Task to carry out: Copy every row below word for word, leaving nothing out and changing nothing.

--*--

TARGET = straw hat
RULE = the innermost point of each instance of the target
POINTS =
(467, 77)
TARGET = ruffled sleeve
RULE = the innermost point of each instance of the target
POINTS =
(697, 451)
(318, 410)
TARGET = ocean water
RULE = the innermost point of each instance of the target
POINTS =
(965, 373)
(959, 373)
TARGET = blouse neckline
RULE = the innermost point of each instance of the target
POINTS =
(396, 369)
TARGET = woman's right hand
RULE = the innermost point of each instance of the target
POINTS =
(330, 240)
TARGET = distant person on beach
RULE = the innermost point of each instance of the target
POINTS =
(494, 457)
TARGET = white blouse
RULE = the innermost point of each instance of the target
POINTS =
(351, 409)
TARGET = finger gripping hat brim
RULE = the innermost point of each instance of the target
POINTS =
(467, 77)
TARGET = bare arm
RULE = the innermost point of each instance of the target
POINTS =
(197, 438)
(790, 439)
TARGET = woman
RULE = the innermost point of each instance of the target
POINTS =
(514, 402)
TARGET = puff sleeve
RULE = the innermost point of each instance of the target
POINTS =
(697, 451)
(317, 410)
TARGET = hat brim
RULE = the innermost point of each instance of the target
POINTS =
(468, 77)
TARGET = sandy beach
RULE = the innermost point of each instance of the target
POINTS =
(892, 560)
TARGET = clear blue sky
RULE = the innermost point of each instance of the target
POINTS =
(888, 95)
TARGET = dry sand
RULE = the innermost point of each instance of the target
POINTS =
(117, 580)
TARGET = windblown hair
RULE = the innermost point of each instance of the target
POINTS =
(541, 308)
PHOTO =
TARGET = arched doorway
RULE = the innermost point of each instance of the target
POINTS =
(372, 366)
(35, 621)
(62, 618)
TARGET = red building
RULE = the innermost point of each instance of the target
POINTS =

--*--

Full solution:
TARGET = straw hat
RULE = the innermost point of each instance of the target
POINTS =
(467, 77)
TARGET = ruffled sleeve
RULE = the innermost point of each instance of the target
POINTS =
(697, 451)
(318, 410)
TARGET = ocean water
RULE = the innermost point of each instance of the target
POINTS =
(965, 373)
(959, 373)
TARGET = blouse neckline
RULE = the innermost point of each instance of the target
POINTS =
(396, 369)
TARGET = woman's right hand
RULE = the innermost point of each instance of the target
POINTS =
(330, 240)
TARGET = distant person on beach
RULE = the innermost point of each instance of the target
POINTS =
(494, 457)
TARGET = white blouse
RULE = the innermost point of each instance of the target
POINTS =
(351, 409)
TARGET = finger gripping hat brim
RULE = the innermost point of each instance of the target
POINTS =
(467, 77)
TARGET = bare arm
RULE = the innermost point of each instance of the target
POINTS =
(197, 438)
(790, 439)
TARGET = woman
RULE = the innermost point of each instance of the target
POINTS =
(514, 402)
TARGET = puff sleeve
RULE = the innermost point of each instance of the target
POINTS =
(697, 451)
(317, 410)
TARGET = hat brim
RULE = the innermost point of each instance of the target
POINTS =
(468, 77)
TARGET = sandy beach
RULE = the innermost point of each instance of the target
POINTS =
(892, 560)
TARGET = clear blue sky
RULE = the innermost point of each instance of the target
POINTS =
(888, 95)
TARGET = dry sand
RULE = the innermost point of each instance of the target
POINTS =
(117, 580)
TARGET = windblown hair
RULE = the innermost point of each instance of the target
POINTS =
(541, 308)
PHOTO =
TARGET = arched doorway
RULE = the innermost point of each instance of the target
POINTS =
(372, 366)
(35, 621)
(62, 618)
TARGET = red building
RULE = the innermost point of each instance of the target
POINTS =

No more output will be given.